====== Document passage

Carling said he maintained a good relationship with his family.
In response, the Jehovah's Witnesses said: "Former congregants are welcome to attend our religious services at any time; they will be warmly welcomed.
"Family relationships and natural affection continue in the home."
Speaking in Parliament, Carling said there was a "culture of non-reporting and forgiveness for child abusers" within Jehovah's Witness communities, with abusers "remaining at large."
He argued the group systemically failed to report child sexual abuse, because of a "strong culture of distrusting secular authorities."
"There is ample evidence that religious leaders regularly stop victims or their parents reporting abuse to police because it will bring reproach on God's name,"
he alleged.
Pressed for his evidence by the BBC, Carling pointed to a study commissioned by the Australian government that found the Jehovah's Witnesses did not report 1,000 alleged abusers.
"That is not an accident; it is a systemic cover-up on a catastrophic level,"
Carling told Parliament.
* Details of help and support with child sexual abuse and sexual abuse or violence are available in the UK at BBC Action Line.
He told the BBC he did not have figures for the UK because there had not been a detailed study.
Asked if he personally knew people who had been sexually abused in the organisation, he said he did know someone but would not share details in order to protect their anonymity.
The organisation said: "Jehovah's Witnesses abhor child sexual abuse, maintain clear, globally applied safeguarding policies, and teach that anyone with knowledge of abuse is free to report it to the authorities."

============

▶ Work item A
In the news passage about Carling and the Jehovah's Witnesses, how many alleged abusers did the study commissioned by the Australian government find the group had not reported?
▶ Work item B
Continue the news passage about Carling and the Jehovah's Witnesses from its last sentence.

====== Excerpted data

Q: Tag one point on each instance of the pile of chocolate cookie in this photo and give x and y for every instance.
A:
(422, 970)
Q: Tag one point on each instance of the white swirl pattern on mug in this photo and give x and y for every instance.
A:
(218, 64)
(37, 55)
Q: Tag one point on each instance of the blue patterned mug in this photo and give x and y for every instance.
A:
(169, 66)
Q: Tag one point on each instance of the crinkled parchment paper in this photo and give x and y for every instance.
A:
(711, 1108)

============

▶ Your response A
1,000 alleged abusers.

▶ Your response B
Carling is campaigning for the mandatory reporting of child sexual abuse, a key recommendation of the Independent Inquiry into Child Sexual Abuse, which reported in 2022.
But he said the government's Crime and Policing Bill risked "watering down" the proposals.
He told the BBC: "There are going to be [in the bill] professional sanctions for people who are DBS (Disclosure and Barring Service) regulated, but that's not the case in some religious organisations."
He said for Jehovah's Witness volunteer elders and preachers, "there'll basically be no sanction for not complying" with the reporting duty.
The Jehovah's Witnesses disputed such allegations, saying "our elders comply with all legal reporting requirements and cooperate fully with law enforcement".
But would a legal obligation really make a difference in an organisation that, according to Carling, gives secular laws short shrift?
"I would argue so, because it would mean that they have a personal stake in it,"
he said, adding that "there would be significant sanctions for not complying with that duty."
A Home Office spokesperson told the BBC: "We are committed to tackling the horrors of child sexual abuse and getting justice for victims and survivors.
"The duty to report in the bill already carries very serious consequences for failing to make a report, including being barred from ever working with children."
Carling also wants charity laws to change, exempting groups like the Jehovah's Witnesses.
"There are a lot of small religious organisations in this country who get away with teaching abhorrent things and still are able to be registered as charities,"
he said.
Carling said an organisation should only get charitable status if it did "genuinely good work."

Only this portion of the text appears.